• _Brief_:
Format the data below as a numbered list, omitting any blank lines.

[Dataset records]
□ □ □ □ □ □ □

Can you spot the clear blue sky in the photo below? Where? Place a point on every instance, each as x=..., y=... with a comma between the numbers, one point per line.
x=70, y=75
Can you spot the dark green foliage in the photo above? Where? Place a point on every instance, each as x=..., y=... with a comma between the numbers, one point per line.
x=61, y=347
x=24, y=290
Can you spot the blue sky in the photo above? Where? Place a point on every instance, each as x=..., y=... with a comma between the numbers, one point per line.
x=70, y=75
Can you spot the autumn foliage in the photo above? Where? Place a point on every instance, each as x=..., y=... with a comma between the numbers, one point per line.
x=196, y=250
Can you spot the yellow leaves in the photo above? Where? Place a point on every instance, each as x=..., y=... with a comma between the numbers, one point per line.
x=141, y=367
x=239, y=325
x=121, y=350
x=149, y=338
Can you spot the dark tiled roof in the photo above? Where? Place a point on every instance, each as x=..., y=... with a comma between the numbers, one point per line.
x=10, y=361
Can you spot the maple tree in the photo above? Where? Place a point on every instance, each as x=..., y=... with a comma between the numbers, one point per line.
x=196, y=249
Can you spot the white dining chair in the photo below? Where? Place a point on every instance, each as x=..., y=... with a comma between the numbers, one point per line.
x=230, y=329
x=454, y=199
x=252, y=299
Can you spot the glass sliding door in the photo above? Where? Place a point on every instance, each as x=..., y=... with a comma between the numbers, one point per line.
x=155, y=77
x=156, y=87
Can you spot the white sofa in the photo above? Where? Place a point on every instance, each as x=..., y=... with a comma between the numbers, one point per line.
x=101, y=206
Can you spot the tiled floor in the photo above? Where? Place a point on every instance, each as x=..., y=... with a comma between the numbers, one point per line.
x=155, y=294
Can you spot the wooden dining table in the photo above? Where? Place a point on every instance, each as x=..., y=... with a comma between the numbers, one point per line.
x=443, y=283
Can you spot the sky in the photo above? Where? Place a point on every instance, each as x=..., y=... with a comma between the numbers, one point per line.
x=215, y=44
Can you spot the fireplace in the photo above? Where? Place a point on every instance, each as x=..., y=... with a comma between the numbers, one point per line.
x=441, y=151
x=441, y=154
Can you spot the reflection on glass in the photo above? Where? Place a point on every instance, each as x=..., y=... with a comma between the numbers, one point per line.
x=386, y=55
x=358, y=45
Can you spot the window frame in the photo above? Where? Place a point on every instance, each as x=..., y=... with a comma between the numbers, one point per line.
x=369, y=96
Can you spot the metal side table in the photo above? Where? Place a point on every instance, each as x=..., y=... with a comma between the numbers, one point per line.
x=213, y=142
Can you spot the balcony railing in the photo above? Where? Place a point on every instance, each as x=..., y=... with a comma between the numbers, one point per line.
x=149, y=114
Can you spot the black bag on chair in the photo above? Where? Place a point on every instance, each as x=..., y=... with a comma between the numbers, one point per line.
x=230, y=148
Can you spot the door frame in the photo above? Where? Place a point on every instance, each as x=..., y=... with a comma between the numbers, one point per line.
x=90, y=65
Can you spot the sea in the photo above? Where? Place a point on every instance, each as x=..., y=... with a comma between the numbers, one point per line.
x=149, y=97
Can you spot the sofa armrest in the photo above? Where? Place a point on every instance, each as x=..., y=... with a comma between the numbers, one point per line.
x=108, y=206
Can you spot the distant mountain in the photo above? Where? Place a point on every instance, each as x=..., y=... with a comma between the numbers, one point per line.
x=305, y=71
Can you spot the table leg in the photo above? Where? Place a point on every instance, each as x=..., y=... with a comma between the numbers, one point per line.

□ □ □ □ □ □ □

• _Answer for the task_:
1. Can you spot the clear blue sky in the photo below? Where? Place a point on every instance, each as x=..., y=... with a comma between the numbers, one point per line.
2. x=70, y=75
3. Can you spot the dark green foliage in the photo above? Where? Place a point on every instance, each as x=..., y=... with a comma between the numbers, one point per line.
4. x=61, y=347
5. x=24, y=290
6. Can you spot the blue sky in the photo above? Where? Place a point on every instance, each as x=..., y=... with a comma between the numbers, one point per line.
7. x=70, y=75
8. Can you spot the autumn foliage in the photo above? Where? Place a point on every instance, each as x=..., y=... with a comma between the numbers, one point per line.
9. x=196, y=250
10. Can you spot the yellow leaves in the photo above? Where? Place a point on every instance, each as x=..., y=... with a comma between the numbers, one point per line.
11. x=141, y=367
12. x=239, y=325
13. x=121, y=350
14. x=149, y=338
15. Can you spot the dark tiled roof in the photo above? Where? Place a point on every instance, each as x=..., y=... with a comma between the numbers, one point per line.
16. x=10, y=361
17. Can you spot the maple tree in the photo above? Where? Place a point on every instance, each as x=..., y=... with a comma between the numbers, one point per line.
18. x=196, y=249
19. Can you spot the white dining chair in the photo below? Where? Place a point on every instance, each as x=..., y=... with a comma between the numbers, one point per line.
20. x=230, y=329
21. x=454, y=199
22. x=252, y=299
23. Can you spot the glass sliding door in the photo above? Where? Place a point on every instance, each as x=..., y=... with a comma between the numbers, one point per line.
24. x=155, y=77
25. x=156, y=87
26. Can you spot the white sofa in the photo above? Where? Place a point on every instance, each as x=..., y=... with a comma between the numbers, one point per line.
27. x=101, y=206
28. Can you spot the tiled floor in the photo above? Where? Place a point on every instance, each as x=..., y=... with a comma between the numbers, one point per line.
29. x=155, y=294
30. Can you spot the wooden dining table in the photo above? Where? Place a point on every instance, each as x=..., y=... with a comma between the numbers, one point per line.
31. x=443, y=283
32. Can you spot the sky in the photo above? Where? Place a point on every instance, each as x=..., y=... with a comma between the numbers, one point per line.
33. x=215, y=44
34. Can you spot the fireplace in the photo above? Where? Place a point on every instance, each as x=..., y=... with a comma between the numbers, one point per line.
35. x=441, y=151
36. x=441, y=154
37. Can you spot the reflection on glass in the photo above? Where? Place a point on every instance, each as x=..., y=... with a comma between the numbers, one point per line.
38. x=386, y=55
39. x=358, y=45
40. Can you spot the window frame in the photo above? Where? Place a point on every instance, each as x=..., y=... with a comma between the numbers, one point per line.
41. x=369, y=96
42. Can you spot the metal side table in the photo above? Where? Place a point on every instance, each as x=..., y=... with a comma between the numbers, one point per line.
43. x=213, y=142
44. Can you spot the balcony railing in the photo above? Where? Place a point on every instance, each as x=..., y=... with a comma between the numbers, one point per line.
45. x=149, y=114
46. Can you spot the black bag on chair in the photo above? Where? Place a point on every instance, each as x=..., y=... with a comma between the numbers, one point per line.
47. x=230, y=148
48. Can you spot the door frame in the photo above? Where? Place a point on every instance, each as x=..., y=... with a comma between the numbers, one point per line.
49. x=90, y=65
50. Can you spot the sea in the photo above? Where? Place a point on every instance, each as x=..., y=... with a comma between the numbers, one point per line.
51. x=149, y=97
52. Can you spot the sofa armrest in the photo above? Where? Place a point on every instance, each as x=..., y=... with a comma between the numbers, one point per line.
53. x=108, y=206
54. Can you spot the distant mountain in the photo above? Where? Place a point on every instance, each as x=..., y=... with a comma between the numbers, one point per line.
55. x=305, y=71
56. Can you spot the table leg in the photo above? Where? Place a point on every instance, each as x=..., y=... with a comma between the numbers, one point per line.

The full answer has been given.